● Work required
Word for word, give the data again without its pictures.

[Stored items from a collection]

BEGIN

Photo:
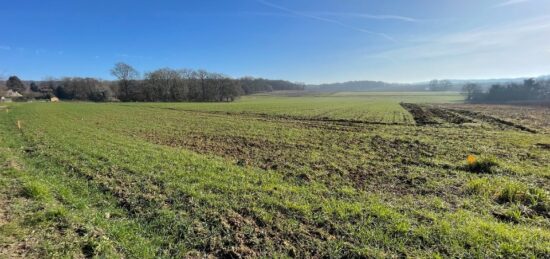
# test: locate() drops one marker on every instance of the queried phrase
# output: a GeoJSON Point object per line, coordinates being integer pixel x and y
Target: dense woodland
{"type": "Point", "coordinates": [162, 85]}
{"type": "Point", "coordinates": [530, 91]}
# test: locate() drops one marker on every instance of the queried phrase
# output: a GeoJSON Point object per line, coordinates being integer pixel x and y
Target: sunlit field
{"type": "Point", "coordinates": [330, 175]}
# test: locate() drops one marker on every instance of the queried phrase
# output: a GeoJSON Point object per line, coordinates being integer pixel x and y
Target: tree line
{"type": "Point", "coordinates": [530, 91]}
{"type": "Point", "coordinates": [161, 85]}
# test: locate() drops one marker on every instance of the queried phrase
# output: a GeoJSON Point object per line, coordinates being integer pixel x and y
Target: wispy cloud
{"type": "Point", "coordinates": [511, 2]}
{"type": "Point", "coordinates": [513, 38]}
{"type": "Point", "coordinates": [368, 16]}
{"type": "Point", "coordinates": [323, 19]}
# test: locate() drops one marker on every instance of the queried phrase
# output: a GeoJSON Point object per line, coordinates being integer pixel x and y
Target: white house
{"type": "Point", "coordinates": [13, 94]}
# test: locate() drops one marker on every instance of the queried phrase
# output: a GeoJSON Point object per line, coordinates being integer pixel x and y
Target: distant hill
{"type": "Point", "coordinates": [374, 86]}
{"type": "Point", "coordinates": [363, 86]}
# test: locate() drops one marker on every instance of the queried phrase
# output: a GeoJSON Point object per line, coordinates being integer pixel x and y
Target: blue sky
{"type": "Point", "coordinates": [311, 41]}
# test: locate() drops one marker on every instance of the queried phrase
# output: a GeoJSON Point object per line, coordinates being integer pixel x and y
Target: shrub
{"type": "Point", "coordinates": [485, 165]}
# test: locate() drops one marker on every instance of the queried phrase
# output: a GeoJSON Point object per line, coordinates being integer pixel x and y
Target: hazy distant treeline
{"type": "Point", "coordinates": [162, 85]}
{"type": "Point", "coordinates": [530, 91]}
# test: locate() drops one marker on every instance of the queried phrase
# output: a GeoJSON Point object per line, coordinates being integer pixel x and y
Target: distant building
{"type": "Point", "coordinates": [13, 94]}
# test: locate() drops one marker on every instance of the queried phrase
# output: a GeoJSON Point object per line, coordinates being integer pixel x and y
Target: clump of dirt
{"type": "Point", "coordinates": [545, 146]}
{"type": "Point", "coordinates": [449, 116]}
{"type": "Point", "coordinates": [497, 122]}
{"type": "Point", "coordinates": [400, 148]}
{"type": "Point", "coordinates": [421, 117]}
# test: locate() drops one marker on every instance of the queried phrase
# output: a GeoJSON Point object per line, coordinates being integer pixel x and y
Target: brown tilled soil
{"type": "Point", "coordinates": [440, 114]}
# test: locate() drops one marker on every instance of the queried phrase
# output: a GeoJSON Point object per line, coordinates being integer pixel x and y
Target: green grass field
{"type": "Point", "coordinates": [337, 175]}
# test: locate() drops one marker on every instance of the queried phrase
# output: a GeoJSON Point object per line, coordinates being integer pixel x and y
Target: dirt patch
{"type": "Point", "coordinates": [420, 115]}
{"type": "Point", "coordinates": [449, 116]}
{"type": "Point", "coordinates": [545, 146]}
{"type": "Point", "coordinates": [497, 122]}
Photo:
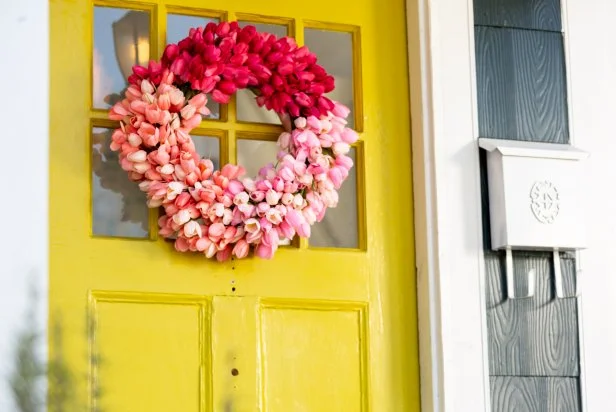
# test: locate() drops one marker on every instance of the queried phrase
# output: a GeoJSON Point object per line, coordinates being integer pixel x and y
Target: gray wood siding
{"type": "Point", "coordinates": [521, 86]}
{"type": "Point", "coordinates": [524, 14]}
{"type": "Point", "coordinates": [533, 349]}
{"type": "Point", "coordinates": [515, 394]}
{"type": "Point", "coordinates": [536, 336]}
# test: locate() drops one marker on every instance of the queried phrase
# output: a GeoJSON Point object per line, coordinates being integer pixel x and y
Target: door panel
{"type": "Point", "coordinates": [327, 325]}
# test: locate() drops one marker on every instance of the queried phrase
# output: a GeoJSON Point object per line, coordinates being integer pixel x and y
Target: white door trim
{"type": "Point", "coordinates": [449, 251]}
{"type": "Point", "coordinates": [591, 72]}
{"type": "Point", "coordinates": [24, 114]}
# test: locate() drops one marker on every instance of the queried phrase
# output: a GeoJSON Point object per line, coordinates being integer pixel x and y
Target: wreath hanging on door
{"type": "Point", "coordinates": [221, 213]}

END

● Answer box
Photo:
# test: locate() drops one marker on every instance of the queried phrase
# output: a GeoJSON Point object per line, coordinates being integer pixel x and y
Target: dense woodland
{"type": "Point", "coordinates": [162, 85]}
{"type": "Point", "coordinates": [530, 91]}
# test: locate() drops one marker on every instance of the queried phrase
# output: a GeoJSON Point object per line, coordinates being integer pixel x and y
Target: sunlit field
{"type": "Point", "coordinates": [330, 175]}
# test: locate() drops one marker on every instance of the queried phrase
# output: a GeoJSON Point object per line, coordinates being integer pixel x and y
Target: tree line
{"type": "Point", "coordinates": [530, 91]}
{"type": "Point", "coordinates": [161, 85]}
# test: locate() drops one marker on every instance of the queried phrase
# output: a GeoJSON Point object per line, coordinates being integer pixel x and y
Target: wispy cloud
{"type": "Point", "coordinates": [511, 2]}
{"type": "Point", "coordinates": [513, 38]}
{"type": "Point", "coordinates": [368, 16]}
{"type": "Point", "coordinates": [323, 19]}
# test: locate() drops one marker on every instance of the queried phrase
# output: a GeoJSON Point object per line, coordinates being integer pixel x and y
Target: white house
{"type": "Point", "coordinates": [13, 94]}
# test: locate() drops one marker on every instance of the queried phrase
# output: a GeoJSON Point object per line, coordinates being integer pixel x and y
Target: distant hill
{"type": "Point", "coordinates": [374, 86]}
{"type": "Point", "coordinates": [363, 86]}
# test: locate() drops one marker on every instance of the queried phrase
# output: a GeoJSON Point object per line, coordinates being integer pixel x and y
Target: blue sky
{"type": "Point", "coordinates": [311, 41]}
# test: locate() drops one marker on every instance of the queried phrase
# output: a GeoJSON Point object per line, coordinates being integer pixel x and y
Target: shrub
{"type": "Point", "coordinates": [485, 165]}
# test: locate() drops one marker on every instance of the queried phrase
# output: a GeoJSON Point object per line, coordinates being integer pixel x and y
Target: hazy distant treeline
{"type": "Point", "coordinates": [162, 85]}
{"type": "Point", "coordinates": [530, 91]}
# test: locate() drops one marker on every instance of the queried phrase
# output: a GeoJSON Point object per line, coordinates being integer pixel x and y
Target: distant building
{"type": "Point", "coordinates": [13, 94]}
# test: locate() drops one marker on every instance of the queried phrase
# output: a GeoJSON Point object per line, coordinates being integer pixel x and y
Target: clump of dirt
{"type": "Point", "coordinates": [545, 146]}
{"type": "Point", "coordinates": [449, 116]}
{"type": "Point", "coordinates": [497, 122]}
{"type": "Point", "coordinates": [400, 148]}
{"type": "Point", "coordinates": [421, 117]}
# test: locate() drops one marker on every instance of the queried phrase
# output: a GeoJSON Point object per line, coordinates being integer pixel x and y
Target: brown tilled soil
{"type": "Point", "coordinates": [440, 114]}
# test: locate() drops one marker on every instance of the queried phrase
# output: a GeoJSON Point object per line, coordinates being integer pixel x and y
Target: green grass field
{"type": "Point", "coordinates": [337, 175]}
# test: locate() drops one marker on every instance of the queried phrase
# output: a GeoJSON Point object per line, coordinates being integer pixel x and y
Target: dirt patch
{"type": "Point", "coordinates": [420, 115]}
{"type": "Point", "coordinates": [449, 116]}
{"type": "Point", "coordinates": [545, 146]}
{"type": "Point", "coordinates": [497, 122]}
Photo:
# test: locate() drops one marker on every instance of the queried phrase
# output: a GeoJSON Point object per line, coordinates being integer pixel x and y
Target: gray wood siding
{"type": "Point", "coordinates": [521, 86]}
{"type": "Point", "coordinates": [524, 14]}
{"type": "Point", "coordinates": [533, 349]}
{"type": "Point", "coordinates": [515, 394]}
{"type": "Point", "coordinates": [536, 336]}
# test: locate() drops one marker on every instance of the queried phrase
# output: a GeoJSON Point object per line, coordinates being integer pixel x and y
Target: door panel
{"type": "Point", "coordinates": [327, 325]}
# test: locate() drops one marker on every instance of the queried phrase
# output: a GeoJSON Point object per line, coordinates being integer pixel x and y
Target: white door trim
{"type": "Point", "coordinates": [449, 251]}
{"type": "Point", "coordinates": [591, 72]}
{"type": "Point", "coordinates": [24, 114]}
# test: locate() drops one marker on every instance of the queried phrase
# output: a GeoJSON Point object per line, coordinates being integer pixel x and y
Target: wreath hanging on door
{"type": "Point", "coordinates": [221, 213]}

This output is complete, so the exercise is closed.